WHAT YOU WILL DO -
1/ Please rewrite the passage on hazardous-area robots starting with "Each is competing" and going on through "engineering is done.", with "continent" changed to "region".
2/ Pick up the passage on hazardous-area robots after its last sentence and carry it on.

SUPPLIED TEXT -
=== Begin Enclosure ===
Each is competing not only on mobility, sensing and autonomy, but on how many of the world’s certification regimes it can satisfy, because every additional approval widens the addressable market and every gap closes a door. In a sector where a single missing certificate can disqualify an otherwise capable robot from an entire continent, compliance has become a core part of the product rather than a box ticked after the engineering is done.
From Trial Deployments to Routine Inspection
The deeper story is the migration of hazardous-area robotics from pilot project to standing infrastructure. ExRobotics reports completed missions for operators of the scale of Shell, Repsol and BP, which signals that the technology has moved past proof-of-concept and into repeated operational use. The ExR-2.5 is built to run inspection rounds either autonomously or under teleoperation, carrying a sensor suite that includes acoustic imaging able to pick up the high-frequency signatures of gas leaks and mechanical faults, often earlier than a visual or manual check would catch them.
Replacing a fatigued technician walking a fixed route with a machine that records the same readings the same way on every pass also addresses a quieter problem in asset integrity, which is the inconsistency of human inspection under pressure, poor light and time constraints.
=== End Enclosure ===
[Saved entries]
=== Begin Enclosure ===
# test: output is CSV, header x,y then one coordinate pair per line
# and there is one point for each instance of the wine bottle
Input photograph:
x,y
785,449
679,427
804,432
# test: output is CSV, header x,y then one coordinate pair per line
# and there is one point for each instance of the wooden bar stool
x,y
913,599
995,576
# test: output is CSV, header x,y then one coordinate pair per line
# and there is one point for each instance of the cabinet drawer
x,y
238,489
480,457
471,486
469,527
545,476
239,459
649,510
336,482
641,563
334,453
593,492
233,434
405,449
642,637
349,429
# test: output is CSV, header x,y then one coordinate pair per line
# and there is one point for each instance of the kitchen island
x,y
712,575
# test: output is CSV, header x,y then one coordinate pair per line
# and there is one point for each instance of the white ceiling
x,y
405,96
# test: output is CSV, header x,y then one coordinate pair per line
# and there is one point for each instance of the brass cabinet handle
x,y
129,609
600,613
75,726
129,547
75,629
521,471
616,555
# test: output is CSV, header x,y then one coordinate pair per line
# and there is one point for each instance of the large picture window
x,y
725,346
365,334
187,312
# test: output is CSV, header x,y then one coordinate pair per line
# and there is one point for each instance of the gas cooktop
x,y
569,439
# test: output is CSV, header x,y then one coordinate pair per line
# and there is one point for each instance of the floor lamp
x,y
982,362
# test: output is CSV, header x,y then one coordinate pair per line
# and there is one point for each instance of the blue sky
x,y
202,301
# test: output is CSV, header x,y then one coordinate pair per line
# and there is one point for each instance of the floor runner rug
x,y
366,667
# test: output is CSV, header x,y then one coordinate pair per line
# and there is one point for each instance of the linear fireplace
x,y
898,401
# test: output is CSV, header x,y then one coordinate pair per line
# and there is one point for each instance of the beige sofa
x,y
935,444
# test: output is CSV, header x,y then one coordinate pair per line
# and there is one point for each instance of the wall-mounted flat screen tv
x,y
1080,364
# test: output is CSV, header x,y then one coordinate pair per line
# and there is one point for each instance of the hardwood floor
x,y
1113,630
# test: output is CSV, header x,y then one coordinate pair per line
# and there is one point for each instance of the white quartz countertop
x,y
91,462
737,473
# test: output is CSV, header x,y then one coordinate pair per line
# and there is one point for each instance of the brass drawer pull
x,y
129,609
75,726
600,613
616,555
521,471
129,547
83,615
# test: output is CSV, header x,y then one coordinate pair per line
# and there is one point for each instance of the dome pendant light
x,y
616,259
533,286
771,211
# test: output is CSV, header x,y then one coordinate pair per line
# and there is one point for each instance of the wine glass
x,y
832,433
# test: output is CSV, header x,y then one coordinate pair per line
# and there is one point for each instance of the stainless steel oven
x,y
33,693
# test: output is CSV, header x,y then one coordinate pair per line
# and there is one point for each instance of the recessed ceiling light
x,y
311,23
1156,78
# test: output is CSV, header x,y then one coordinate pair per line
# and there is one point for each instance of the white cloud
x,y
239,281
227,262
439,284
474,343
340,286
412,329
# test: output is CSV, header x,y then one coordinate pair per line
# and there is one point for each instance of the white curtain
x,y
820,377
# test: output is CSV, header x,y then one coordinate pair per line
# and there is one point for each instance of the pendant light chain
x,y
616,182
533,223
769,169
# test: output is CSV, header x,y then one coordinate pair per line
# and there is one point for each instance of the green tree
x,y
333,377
=== End Enclosure ===
TASK ANSWERS -
1/
Each is competing not only on mobility, sensing and autonomy, but on how many of the world’s certification regimes it can satisfy, because every additional approval widens the addressable market and every gap closes a door. In a sector where a single missing certificate can disqualify an otherwise capable robot from an entire region, compliance has become a core part of the product rather than a box ticked after the engineering is done.

2/
The North American rollout makes the commercial intent explicit. ExRobotics is introducing the certified ExR-2.5 through MicroWatt as its exclusive distributor, manufacturer and service provider for the region, and chose the Energy Drone and Robotics Summit in Houston to stage the launch. For the construction and infrastructure sector, the relevance extends well beyond traditional oil and gas.
The build-out of hydrogen production, biomethane plants, battery gigafactories, LNG import terminals and modern wastewater treatment is steadily creating new classified hazardous zones, each of which will need inspection and maintenance under the same ignition-source logic. As that infrastructure multiplies, the inspection workforce required to keep it safe is not expanding at the same rate, which is the gap certified robotics is positioned to fill.
Where Compliance Becomes a Competitive Asset
For investors and operators alike, the most durable lesson of this certification is that the moat in hazardous-area robotics is increasingly regulatory rather than purely technical. The engineering of a rugged, sensor-laden inspection robot is difficult but no longer rare, whereas the ability to carry recognised approvals across ATEX, IECEx and now a North American framework is what determines which companies can actually sell at scale.
As the explosion-proof equipment market climbs toward an estimated USD 13.5 billion by the early 2030s, the firms best placed to capture that growth will be those treating certification as a strategic asset to be accumulated deliberately, rather than a cost to be minimised. First-mover status under a new framework such as UL 6260 is, in that light, a commercial position as much as a safety credential.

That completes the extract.